### [Passage to read]
1. You said the math in “Hidden Figures” was high-school level. I pointed out that the scene in the movie where the location of Glenn’s splashdown was calculated used a numerical approximation method for solving differential equations. This is not high-school math unless, perhaps, the high-school is the Bronx High School of Science. The use of Euler’s Method in the blackboard scene is a plot device, but Johnson’s contribution to solving the problem is not.

2. The movie does not state or imply that “unsung black women” “got us to the moon” or that “black women were the real force behind America’s space exploration” or that Johnson was the “the black brain allegedly behind NASA’s greatest glories.” Any such claim is an absurd distortion of the plot of the movie. But you wouldn’t know that since you refuse to see the movie. So, who is the victim of propaganda here?

3. You continue to be obsessed with Johnson’s physical characteristics, pointing out NASA’s description of her as blue-eyed and light-skinned. I’m not sure what your point is, but her appearance was sufficiently “colored” that she went to a segregated college and was then relegated to a segregated work team and segregated bathrooms at NACA. That Johnson never played the “victim card” is something to be admired.

4. The main point of the book, and the movie on which it is based, is that the contribution of the female “computers” (some of whom were black in an era of racial segregation) to the space program was unheralded and worth telling. If the story was widely known, through previous biographies and autobiographies, the book might not have been written by Shetterly.

4. I did not “lionize” Hidden Figures. I said it was a good, but not great, movie. It takes some liberties with the truth, as all movies (even documentaries) do, but it is largely based on fact and does not wildly exaggerate the contributions of the central characters.

### [Written instruction]
In the passage about "Hidden Figures," which numerical method is used in the blackboard scene?

### [Material provided]

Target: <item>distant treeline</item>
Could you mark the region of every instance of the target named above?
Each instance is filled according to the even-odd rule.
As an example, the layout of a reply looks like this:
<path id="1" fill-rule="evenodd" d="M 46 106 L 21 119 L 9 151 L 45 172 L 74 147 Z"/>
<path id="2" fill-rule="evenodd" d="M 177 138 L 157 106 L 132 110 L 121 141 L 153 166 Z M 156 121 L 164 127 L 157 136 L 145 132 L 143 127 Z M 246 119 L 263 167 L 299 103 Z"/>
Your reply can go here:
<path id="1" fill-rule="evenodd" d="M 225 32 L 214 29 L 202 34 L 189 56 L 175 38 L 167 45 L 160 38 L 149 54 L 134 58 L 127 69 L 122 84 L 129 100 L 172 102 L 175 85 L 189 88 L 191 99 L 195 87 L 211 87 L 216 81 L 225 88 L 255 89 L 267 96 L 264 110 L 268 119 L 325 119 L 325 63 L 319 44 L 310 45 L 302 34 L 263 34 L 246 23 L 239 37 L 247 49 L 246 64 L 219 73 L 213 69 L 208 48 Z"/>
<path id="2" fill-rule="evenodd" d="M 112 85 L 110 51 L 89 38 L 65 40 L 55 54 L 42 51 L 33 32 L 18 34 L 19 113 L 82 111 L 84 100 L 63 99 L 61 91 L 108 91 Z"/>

### [The result]
Euler's Method